REQUIRED ACTION
From the line with "Target: cottage cheese salad" to the last line of the data below, repeat every line exactly and add nothing.

MATERIAL FOR THIS EXERCISE

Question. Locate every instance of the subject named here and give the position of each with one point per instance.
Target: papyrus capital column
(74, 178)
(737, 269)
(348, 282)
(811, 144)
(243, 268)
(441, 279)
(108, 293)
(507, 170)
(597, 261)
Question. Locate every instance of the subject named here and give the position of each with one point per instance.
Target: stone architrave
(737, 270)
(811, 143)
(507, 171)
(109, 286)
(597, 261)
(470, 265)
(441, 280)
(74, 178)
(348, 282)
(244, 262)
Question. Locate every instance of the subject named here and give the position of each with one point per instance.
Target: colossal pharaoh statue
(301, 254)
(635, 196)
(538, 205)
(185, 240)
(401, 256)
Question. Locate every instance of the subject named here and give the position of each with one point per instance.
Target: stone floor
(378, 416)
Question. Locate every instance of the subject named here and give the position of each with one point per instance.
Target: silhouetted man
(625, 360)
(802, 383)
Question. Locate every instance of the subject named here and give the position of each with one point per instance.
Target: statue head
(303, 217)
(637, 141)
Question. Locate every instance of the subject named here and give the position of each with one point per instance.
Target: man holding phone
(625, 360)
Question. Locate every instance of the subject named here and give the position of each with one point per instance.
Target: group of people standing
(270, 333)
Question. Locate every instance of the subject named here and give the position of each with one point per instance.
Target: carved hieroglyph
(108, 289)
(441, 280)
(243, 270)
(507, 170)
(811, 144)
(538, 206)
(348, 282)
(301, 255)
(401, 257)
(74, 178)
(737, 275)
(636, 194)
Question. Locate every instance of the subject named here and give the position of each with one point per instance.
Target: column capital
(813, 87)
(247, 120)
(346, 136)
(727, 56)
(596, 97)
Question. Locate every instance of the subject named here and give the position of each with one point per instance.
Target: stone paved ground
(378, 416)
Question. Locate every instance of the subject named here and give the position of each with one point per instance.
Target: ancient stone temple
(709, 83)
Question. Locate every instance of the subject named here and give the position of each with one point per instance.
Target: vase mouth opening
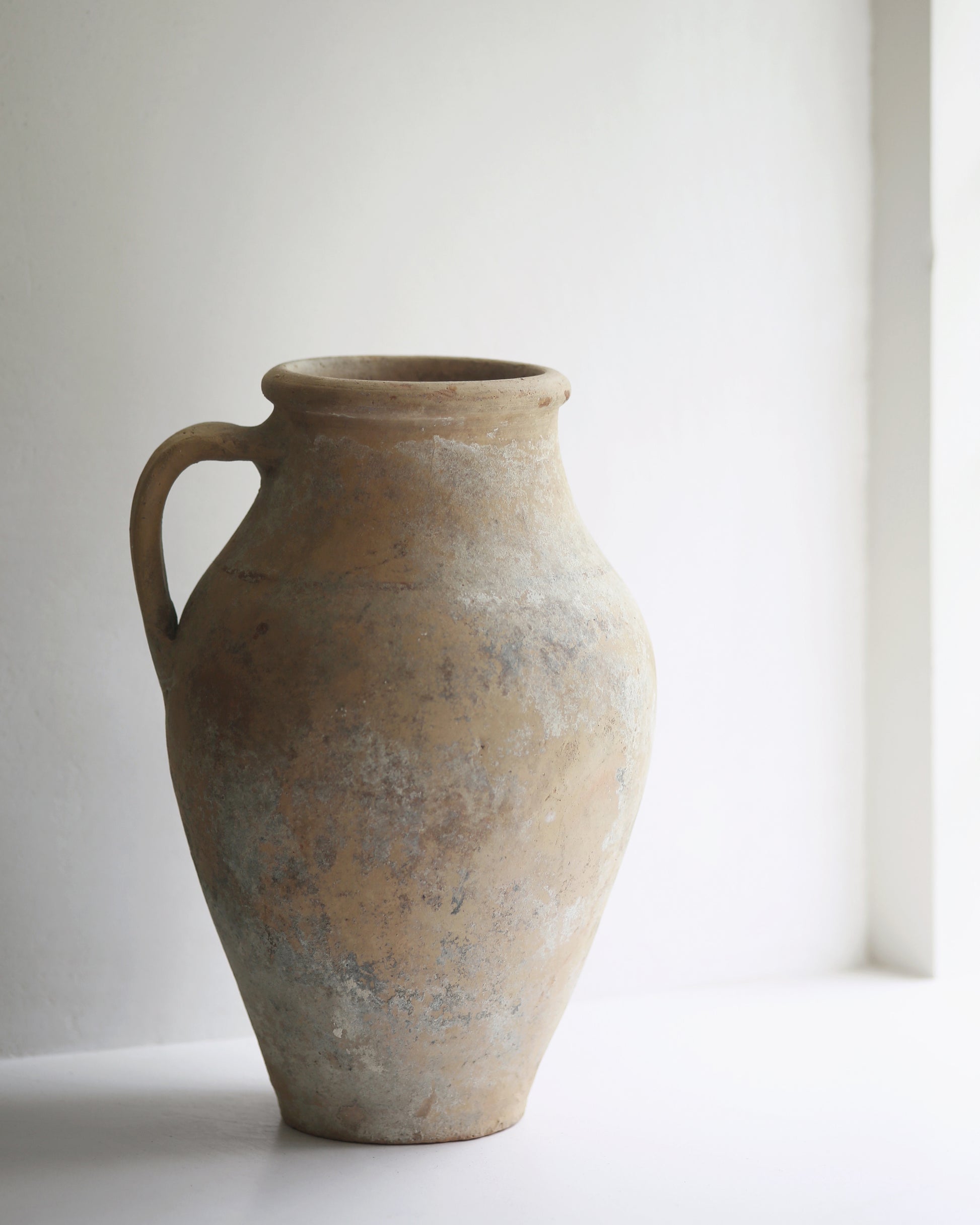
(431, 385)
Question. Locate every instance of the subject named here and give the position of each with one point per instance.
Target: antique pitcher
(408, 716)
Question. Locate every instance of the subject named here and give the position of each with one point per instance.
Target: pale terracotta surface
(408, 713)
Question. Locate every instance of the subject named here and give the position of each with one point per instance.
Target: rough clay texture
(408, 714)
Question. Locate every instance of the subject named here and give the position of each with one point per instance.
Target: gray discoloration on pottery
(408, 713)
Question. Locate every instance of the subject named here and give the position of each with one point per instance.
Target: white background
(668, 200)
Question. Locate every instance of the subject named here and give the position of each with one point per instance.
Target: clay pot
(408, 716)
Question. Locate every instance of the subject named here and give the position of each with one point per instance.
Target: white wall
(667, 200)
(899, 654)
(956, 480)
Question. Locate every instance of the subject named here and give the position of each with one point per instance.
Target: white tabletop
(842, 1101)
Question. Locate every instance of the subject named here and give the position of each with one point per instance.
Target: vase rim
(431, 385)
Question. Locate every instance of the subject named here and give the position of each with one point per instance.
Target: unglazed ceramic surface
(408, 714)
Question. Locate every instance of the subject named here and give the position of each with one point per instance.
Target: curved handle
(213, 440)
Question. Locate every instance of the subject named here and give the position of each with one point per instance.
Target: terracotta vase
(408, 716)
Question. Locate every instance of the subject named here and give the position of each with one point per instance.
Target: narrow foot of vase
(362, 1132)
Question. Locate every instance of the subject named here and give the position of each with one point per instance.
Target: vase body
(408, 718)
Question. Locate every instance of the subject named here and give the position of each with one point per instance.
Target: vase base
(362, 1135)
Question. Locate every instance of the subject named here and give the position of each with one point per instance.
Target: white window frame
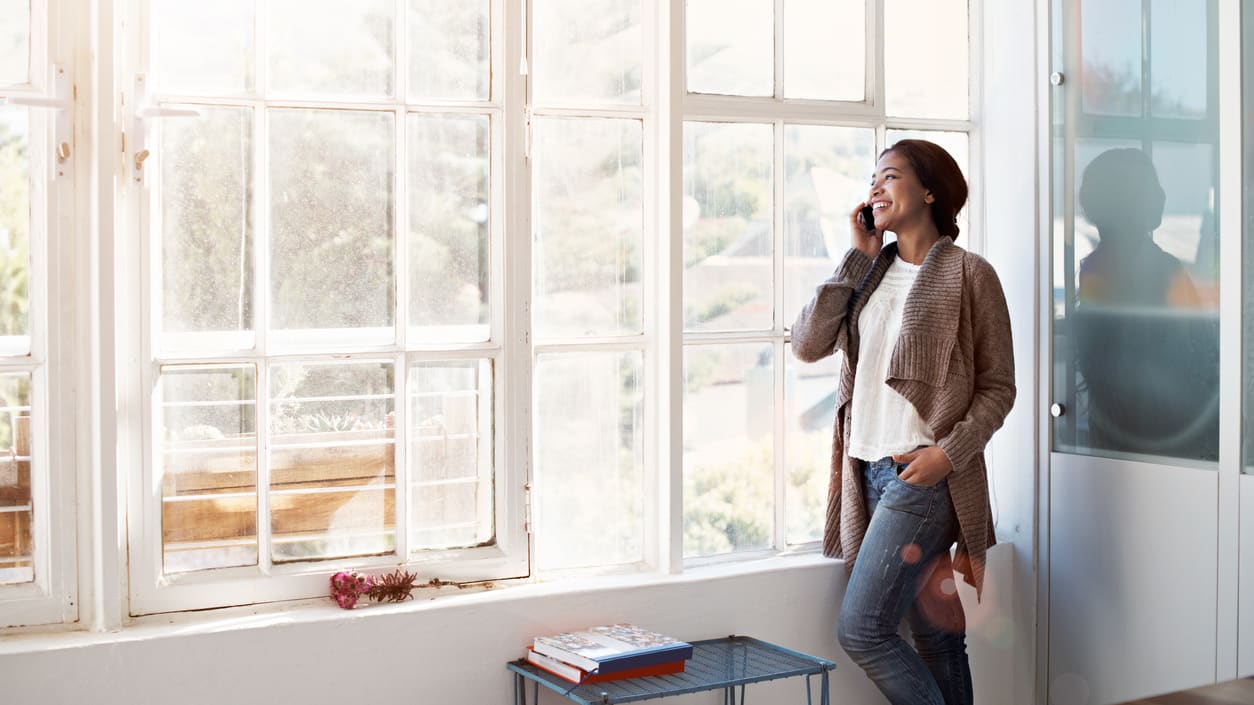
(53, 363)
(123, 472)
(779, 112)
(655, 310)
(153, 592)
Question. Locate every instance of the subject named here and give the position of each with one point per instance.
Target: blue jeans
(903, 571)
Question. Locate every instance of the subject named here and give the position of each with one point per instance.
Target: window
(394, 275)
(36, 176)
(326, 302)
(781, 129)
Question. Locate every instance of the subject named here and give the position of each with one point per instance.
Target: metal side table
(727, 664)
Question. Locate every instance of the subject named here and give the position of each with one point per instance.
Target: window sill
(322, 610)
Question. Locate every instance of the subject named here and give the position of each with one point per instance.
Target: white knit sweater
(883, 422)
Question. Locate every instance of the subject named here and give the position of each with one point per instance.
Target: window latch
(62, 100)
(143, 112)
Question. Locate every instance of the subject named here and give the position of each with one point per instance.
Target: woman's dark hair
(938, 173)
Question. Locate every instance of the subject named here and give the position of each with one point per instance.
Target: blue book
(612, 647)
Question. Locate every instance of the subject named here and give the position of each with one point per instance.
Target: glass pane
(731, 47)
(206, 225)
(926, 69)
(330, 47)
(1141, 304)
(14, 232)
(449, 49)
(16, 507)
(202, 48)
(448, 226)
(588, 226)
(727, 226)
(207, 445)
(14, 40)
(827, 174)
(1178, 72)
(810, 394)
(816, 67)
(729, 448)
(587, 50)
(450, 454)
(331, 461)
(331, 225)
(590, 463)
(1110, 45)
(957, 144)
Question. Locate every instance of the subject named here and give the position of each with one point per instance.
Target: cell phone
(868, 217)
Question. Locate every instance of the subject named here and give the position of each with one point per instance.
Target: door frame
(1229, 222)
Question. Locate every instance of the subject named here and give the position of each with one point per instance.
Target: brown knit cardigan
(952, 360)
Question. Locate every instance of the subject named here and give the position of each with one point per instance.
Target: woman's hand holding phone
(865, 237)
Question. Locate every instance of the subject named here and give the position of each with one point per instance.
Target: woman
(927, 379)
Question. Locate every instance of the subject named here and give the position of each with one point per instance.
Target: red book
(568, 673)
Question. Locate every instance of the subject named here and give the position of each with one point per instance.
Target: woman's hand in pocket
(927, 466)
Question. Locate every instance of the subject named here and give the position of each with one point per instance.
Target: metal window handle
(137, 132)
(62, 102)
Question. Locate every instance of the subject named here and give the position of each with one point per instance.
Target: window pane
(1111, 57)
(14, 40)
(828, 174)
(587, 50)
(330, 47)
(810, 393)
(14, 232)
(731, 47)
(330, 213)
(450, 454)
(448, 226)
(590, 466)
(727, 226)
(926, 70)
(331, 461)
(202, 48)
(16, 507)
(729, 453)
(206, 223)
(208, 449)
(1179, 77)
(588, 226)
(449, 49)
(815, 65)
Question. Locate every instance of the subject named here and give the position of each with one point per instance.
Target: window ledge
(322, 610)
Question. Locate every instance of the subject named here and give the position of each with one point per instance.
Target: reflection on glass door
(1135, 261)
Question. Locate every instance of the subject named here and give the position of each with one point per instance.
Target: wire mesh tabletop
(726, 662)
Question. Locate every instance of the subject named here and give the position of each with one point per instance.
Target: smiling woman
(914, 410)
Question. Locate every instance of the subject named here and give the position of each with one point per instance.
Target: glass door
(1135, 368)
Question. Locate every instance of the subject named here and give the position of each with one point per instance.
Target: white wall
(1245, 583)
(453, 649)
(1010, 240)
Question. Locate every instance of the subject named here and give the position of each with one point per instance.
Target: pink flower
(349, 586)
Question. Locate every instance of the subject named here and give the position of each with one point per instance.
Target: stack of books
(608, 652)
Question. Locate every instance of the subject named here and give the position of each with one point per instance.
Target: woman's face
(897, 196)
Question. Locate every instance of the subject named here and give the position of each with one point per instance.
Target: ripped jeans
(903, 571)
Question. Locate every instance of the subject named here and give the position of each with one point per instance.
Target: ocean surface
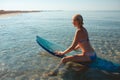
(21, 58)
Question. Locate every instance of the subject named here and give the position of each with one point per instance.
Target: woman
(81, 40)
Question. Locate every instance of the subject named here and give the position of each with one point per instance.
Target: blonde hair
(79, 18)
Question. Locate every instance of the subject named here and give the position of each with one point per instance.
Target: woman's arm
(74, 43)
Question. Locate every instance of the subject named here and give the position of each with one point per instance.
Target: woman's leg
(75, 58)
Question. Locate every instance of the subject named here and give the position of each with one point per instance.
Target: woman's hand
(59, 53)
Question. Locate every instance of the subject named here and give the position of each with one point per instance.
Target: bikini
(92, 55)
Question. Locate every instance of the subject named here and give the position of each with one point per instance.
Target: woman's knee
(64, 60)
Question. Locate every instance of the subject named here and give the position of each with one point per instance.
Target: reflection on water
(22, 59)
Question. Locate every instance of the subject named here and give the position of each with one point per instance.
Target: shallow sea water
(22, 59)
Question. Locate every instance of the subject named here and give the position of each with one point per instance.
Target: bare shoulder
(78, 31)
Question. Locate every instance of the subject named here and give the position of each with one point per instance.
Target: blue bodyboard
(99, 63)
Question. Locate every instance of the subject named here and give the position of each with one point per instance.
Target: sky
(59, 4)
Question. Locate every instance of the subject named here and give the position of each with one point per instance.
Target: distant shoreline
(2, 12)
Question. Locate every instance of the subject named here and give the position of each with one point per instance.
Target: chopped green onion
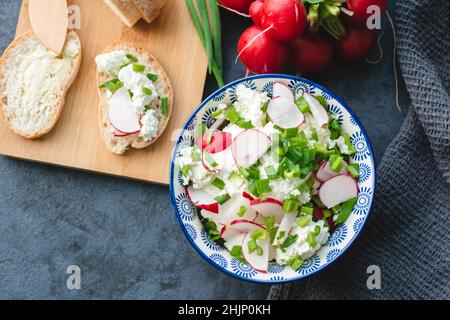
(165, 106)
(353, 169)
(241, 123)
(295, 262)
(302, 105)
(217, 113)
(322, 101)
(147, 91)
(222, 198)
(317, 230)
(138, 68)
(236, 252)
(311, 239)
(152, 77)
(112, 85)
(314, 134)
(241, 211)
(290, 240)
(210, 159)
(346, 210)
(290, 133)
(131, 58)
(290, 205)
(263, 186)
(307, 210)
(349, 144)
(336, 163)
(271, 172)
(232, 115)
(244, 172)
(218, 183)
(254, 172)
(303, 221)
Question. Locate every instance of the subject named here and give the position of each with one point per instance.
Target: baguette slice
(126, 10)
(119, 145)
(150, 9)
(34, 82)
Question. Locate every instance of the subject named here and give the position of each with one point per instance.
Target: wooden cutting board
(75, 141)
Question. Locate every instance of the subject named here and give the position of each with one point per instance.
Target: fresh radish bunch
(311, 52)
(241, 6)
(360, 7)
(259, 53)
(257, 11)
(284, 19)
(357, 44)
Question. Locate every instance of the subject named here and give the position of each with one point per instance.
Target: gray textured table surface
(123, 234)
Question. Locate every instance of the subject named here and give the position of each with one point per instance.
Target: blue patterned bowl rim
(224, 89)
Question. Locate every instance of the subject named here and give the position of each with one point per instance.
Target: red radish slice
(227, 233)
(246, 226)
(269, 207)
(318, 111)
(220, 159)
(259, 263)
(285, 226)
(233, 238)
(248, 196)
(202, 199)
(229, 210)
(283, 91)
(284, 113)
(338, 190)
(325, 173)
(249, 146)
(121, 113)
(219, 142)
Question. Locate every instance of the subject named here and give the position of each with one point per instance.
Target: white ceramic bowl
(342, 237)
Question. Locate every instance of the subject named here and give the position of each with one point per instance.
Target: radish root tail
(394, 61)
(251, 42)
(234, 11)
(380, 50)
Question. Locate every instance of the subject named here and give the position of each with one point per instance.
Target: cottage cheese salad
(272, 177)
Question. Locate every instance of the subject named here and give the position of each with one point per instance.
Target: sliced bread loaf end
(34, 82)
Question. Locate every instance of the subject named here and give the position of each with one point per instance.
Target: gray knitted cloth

SOLVED PROBLEM
Target: cottage cheese salad
(272, 177)
Question. Locate every instance of the subject named here and give the position of each with one point per instance.
Target: sliced bread loaf end
(34, 82)
Question. Locate every instance of the subject named here and give the position of each with one point per instance.
Target: gray knitted cloth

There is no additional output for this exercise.